**The exercise:**
In the listing, locate the line containing "indicate the sunset sky, one dot per instance", then quote it and all following lines exactly. Omit pictures.

────────────────

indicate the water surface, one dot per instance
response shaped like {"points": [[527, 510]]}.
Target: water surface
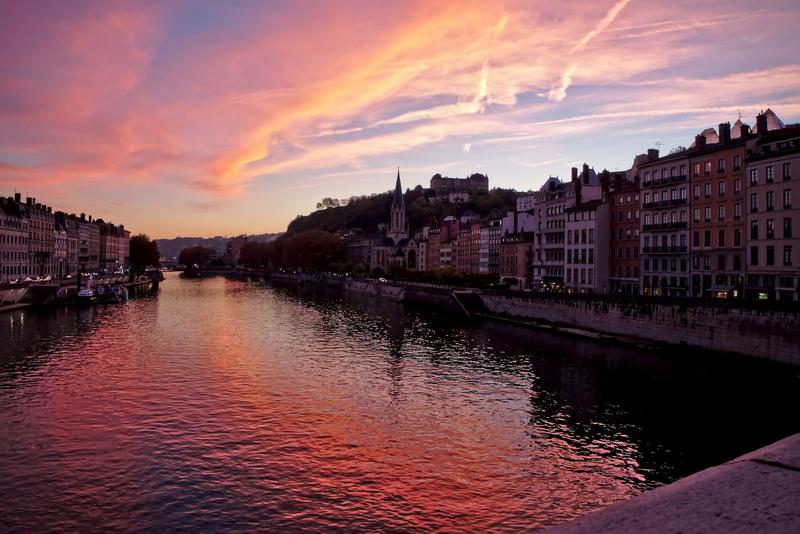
{"points": [[225, 405]]}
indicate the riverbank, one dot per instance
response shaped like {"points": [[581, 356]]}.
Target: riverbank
{"points": [[64, 292], [748, 329], [757, 492]]}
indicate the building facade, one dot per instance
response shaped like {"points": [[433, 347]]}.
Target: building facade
{"points": [[623, 237], [14, 235], [773, 215], [586, 261], [664, 213], [717, 215]]}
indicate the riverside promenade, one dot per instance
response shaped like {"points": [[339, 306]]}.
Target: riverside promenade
{"points": [[757, 492]]}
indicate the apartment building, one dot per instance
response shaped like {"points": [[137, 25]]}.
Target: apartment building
{"points": [[773, 214]]}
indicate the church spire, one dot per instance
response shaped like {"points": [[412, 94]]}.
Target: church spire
{"points": [[397, 200]]}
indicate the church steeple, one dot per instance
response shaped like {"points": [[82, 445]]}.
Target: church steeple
{"points": [[398, 224], [397, 200]]}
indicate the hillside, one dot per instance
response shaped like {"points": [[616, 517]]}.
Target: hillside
{"points": [[366, 213]]}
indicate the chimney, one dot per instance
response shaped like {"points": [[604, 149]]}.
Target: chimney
{"points": [[745, 130], [700, 141], [577, 184], [761, 124], [724, 133], [605, 181]]}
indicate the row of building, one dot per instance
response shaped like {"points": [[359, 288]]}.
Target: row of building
{"points": [[37, 242], [717, 219]]}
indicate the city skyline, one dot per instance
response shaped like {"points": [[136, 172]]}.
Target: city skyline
{"points": [[211, 119]]}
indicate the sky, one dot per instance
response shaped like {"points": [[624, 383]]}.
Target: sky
{"points": [[202, 118]]}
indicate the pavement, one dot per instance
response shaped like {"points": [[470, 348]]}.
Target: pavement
{"points": [[757, 492]]}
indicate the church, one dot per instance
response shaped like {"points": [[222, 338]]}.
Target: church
{"points": [[395, 246]]}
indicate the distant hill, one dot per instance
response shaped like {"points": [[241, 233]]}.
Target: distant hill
{"points": [[366, 213], [171, 248]]}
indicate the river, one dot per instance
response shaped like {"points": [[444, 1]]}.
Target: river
{"points": [[228, 405]]}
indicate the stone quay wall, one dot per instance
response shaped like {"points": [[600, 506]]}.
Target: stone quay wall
{"points": [[764, 333]]}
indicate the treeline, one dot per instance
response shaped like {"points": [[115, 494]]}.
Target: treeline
{"points": [[367, 212], [312, 250]]}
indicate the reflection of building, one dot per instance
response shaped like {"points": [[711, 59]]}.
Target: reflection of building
{"points": [[773, 214]]}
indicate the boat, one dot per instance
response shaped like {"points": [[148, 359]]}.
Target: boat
{"points": [[86, 296], [116, 294]]}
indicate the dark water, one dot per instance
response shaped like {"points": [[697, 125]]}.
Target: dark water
{"points": [[221, 405]]}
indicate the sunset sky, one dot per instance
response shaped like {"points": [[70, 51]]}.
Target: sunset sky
{"points": [[219, 118]]}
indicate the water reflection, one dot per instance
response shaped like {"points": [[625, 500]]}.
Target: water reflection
{"points": [[228, 405]]}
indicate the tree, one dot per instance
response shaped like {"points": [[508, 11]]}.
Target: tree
{"points": [[143, 252], [198, 255]]}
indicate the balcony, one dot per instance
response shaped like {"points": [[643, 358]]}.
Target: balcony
{"points": [[665, 181], [664, 227], [665, 250], [665, 203]]}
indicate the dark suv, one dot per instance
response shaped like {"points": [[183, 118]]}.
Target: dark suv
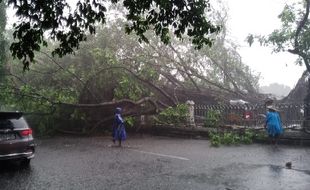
{"points": [[16, 140]]}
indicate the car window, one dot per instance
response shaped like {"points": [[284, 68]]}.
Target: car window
{"points": [[19, 123], [6, 124]]}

────────────────

**Exercise response:**
indicate the sunset sky, one dot per instance
response shaped like {"points": [[70, 51]]}.
Target: sunset sky
{"points": [[219, 118]]}
indicate the water reflection, one dot per instance
response shaped like {"points": [[625, 500]]}.
Target: water reflection
{"points": [[228, 405]]}
indicate the tree, one dot per instance
response shaped like {"points": [[508, 11]]}.
Target: tree
{"points": [[143, 252], [198, 255]]}
indicate the balcony, one dot per instance
response shaped like {"points": [[643, 358]]}.
Target: balcony
{"points": [[665, 181], [664, 227], [665, 250], [665, 203]]}
indicate the dark suv, one dot per instance
response shaped like {"points": [[183, 118]]}.
Target: dark suv
{"points": [[16, 140]]}
indicate the car window, one dot per instance
response shaped like {"points": [[284, 68]]}.
Target: car window
{"points": [[19, 123], [6, 124]]}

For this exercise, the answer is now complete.